— Source text —
-- start --
My parents would never describe Pine Bud Avenue as upscale. And they're not even wealthy or snobby. It's mostly student rentals there.

Waterford Bridge Road, I imagine they'd like the large lots and excuse the trees for that reason. But, say, Circular Road behind Bannerman Park, they don't care for that. Like this link you shared: https://www.google.ca/maps/@47.54113...7i13312!8i6656

I guarantee you that tree would bother my mother as much as the pole does and she'd want both gone.
Pine Bud Avenue was part of the Churchill Park "garden suburb" built in the early 50s. If it's gone downhill that's unfortunate.

Maybe the word "upscale" was not he best description; to say "nicer" areas of the city (which also happen to have higher property values) would have been more accurate. Anyway, the perception of trees as a negative is objectively wrong; the "nicest" areas of any city are the ones with more trees and landscaping. Any of the new areas that you would consider "upscale" today, will also have more mature landscaping as it ages.
-- end --
(Bounding box annotation entries)
-- start --
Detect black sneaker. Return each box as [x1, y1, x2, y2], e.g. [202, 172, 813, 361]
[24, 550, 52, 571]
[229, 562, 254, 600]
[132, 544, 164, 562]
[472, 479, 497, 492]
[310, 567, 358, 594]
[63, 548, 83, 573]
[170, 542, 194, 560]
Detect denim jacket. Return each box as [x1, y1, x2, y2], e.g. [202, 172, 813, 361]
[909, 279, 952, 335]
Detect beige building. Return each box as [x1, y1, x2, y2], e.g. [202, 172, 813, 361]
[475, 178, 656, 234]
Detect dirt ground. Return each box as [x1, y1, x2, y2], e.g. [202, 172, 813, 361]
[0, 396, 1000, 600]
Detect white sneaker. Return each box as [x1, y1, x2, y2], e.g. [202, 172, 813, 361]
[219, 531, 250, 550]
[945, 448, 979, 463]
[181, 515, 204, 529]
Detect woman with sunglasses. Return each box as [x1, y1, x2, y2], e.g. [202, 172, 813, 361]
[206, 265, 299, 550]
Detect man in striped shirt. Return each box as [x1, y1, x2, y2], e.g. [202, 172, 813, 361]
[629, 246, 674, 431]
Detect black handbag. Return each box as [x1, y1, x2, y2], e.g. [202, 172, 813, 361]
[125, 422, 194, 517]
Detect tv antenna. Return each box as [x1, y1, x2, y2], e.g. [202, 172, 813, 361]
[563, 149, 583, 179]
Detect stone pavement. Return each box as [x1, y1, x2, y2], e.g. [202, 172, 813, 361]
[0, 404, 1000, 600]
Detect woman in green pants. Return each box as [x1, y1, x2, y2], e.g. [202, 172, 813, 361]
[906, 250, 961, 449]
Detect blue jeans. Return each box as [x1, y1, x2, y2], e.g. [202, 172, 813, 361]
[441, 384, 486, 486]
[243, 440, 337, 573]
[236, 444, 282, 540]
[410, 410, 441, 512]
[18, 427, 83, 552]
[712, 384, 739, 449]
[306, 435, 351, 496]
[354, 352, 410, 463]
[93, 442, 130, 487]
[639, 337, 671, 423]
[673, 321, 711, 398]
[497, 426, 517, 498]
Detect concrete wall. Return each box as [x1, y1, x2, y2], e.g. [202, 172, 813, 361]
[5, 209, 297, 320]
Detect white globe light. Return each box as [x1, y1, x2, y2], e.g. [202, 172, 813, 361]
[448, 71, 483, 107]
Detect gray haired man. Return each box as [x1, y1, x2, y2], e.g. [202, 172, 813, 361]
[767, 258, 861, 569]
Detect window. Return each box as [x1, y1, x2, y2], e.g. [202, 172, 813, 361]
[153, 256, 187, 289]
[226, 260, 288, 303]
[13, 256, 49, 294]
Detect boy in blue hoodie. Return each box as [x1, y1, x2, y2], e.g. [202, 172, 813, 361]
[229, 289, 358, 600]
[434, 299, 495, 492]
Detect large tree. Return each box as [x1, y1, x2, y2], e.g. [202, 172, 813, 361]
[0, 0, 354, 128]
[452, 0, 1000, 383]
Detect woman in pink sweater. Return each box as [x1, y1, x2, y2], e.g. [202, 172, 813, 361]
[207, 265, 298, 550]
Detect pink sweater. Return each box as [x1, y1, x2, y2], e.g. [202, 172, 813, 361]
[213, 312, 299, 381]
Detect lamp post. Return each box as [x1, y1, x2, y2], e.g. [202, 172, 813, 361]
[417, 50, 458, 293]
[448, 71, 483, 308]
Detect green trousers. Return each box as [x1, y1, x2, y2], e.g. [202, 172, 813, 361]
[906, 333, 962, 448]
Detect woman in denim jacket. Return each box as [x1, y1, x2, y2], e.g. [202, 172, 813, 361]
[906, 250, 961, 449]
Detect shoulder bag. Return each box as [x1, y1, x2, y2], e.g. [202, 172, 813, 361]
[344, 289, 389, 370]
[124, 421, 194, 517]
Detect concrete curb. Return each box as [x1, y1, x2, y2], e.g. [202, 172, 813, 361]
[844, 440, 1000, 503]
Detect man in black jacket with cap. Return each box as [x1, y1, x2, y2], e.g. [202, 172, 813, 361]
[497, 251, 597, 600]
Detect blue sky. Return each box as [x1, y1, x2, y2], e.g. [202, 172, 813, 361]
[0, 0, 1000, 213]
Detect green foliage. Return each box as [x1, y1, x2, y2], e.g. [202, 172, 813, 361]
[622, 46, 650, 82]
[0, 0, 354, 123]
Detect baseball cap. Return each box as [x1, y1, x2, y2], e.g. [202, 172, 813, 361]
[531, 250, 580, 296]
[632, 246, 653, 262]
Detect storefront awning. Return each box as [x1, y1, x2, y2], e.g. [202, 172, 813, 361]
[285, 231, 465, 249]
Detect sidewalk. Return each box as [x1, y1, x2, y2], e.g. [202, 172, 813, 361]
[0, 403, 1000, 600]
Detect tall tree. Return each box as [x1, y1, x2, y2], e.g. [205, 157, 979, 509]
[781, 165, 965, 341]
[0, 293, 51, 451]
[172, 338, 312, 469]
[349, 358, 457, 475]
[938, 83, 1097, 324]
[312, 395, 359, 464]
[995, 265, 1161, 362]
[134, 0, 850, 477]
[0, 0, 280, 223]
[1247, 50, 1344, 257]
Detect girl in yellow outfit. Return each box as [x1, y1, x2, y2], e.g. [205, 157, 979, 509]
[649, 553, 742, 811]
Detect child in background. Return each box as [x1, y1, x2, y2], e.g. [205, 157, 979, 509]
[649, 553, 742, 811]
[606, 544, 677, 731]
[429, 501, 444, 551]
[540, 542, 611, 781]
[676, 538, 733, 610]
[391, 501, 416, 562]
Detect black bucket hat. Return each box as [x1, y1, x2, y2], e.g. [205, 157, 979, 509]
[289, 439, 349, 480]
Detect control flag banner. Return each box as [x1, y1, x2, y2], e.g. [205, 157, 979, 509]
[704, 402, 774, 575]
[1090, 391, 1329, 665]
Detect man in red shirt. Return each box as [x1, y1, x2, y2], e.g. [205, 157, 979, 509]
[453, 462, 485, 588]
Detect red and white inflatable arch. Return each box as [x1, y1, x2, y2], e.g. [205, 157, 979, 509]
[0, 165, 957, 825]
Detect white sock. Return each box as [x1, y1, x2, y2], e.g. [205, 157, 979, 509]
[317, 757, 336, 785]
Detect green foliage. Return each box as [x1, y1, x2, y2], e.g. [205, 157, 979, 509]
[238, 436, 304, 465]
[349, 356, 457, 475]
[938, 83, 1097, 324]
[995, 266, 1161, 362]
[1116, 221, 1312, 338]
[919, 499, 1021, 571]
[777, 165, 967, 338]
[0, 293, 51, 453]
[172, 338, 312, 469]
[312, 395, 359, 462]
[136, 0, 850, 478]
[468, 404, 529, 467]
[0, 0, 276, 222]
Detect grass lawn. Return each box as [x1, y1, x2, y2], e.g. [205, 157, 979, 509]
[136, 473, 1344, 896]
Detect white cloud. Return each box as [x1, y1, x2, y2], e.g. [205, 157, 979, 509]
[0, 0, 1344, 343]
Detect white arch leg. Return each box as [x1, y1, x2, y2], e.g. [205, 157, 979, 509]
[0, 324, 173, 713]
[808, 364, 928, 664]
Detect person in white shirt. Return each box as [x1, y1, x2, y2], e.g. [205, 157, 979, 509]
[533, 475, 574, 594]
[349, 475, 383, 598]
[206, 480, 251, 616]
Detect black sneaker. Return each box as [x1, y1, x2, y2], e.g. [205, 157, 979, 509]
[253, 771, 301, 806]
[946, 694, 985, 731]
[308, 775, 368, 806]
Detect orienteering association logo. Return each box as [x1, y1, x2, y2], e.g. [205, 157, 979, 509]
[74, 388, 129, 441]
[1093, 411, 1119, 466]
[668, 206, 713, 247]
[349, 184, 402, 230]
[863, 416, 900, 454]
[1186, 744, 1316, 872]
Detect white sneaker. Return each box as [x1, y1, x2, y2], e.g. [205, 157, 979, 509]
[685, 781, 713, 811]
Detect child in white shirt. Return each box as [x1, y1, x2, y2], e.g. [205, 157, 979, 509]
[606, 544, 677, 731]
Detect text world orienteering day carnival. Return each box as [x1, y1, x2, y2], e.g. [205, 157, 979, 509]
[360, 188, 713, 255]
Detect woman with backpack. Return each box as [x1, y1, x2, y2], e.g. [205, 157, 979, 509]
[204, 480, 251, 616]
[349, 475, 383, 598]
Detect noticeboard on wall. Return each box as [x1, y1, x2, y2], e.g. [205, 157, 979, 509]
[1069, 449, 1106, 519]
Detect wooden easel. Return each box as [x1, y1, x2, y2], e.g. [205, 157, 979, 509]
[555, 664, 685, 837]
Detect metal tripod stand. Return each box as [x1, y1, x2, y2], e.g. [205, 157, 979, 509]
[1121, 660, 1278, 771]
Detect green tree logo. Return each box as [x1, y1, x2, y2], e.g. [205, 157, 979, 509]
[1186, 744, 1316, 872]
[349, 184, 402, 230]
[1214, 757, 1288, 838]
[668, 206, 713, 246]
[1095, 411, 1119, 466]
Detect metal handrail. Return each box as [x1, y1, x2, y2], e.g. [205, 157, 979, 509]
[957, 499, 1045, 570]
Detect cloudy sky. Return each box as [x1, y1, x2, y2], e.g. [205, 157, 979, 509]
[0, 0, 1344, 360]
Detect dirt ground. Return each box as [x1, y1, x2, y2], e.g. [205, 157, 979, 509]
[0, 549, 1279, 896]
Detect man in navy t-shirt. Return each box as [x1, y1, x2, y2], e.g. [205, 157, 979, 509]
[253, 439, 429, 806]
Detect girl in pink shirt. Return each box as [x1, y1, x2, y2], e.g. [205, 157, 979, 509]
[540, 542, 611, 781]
-- end --
— Challenge 1 —
Can you reproduce the neighborhood discussion word for word, in full?
— Challenge 2 —
Could you rewrite the stretch of the records from the line containing "Detect blue sky." through the line containing "[632, 246, 653, 262]" as a numbered list, leaving out blank lines and giving only those lines?
The neighborhood discussion and the records are unrelated to each other.

— Final answer 1 —
My parents would never describe Pine Bud Avenue as upscale. And they're not even wealthy or snobby. It's mostly student rentals there.

Waterford Bridge Road, I imagine they'd like the large lots and excuse the trees for that reason. But, say, Circular Road behind Bannerman Park, they don't care for that. Like this link you shared: https://www.google.ca/maps/@47.54113...7i13312!8i6656

I guarantee you that tree would bother my mother as much as the pole does and she'd want both gone.
Pine Bud Avenue was part of the Churchill Park "garden suburb" built in the early 50s. If it's gone downhill that's unfortunate.

Maybe the word "upscale" was not he best description; to say "nicer" areas of the city (which also happen to have higher property values) would have been more accurate. Anyway, the perception of trees as a negative is objectively wrong; the "nicest" areas of any city are the ones with more trees and landscaping. Any of the new areas that you would consider "upscale" today, will also have more mature landscaping as it ages.

— Final answer 2 —
1. Detect blue sky. Return each box as [x1, y1, x2, y2], e.g. [202, 172, 813, 361]
2. [0, 0, 1000, 213]
3. Detect green foliage. Return each box as [x1, y1, x2, y2], e.g. [202, 172, 813, 361]
4. [622, 46, 650, 82]
5. [0, 0, 354, 123]
6. Detect baseball cap. Return each box as [x1, y1, x2, y2], e.g. [202, 172, 813, 361]
7. [531, 250, 580, 296]
8. [632, 246, 653, 262]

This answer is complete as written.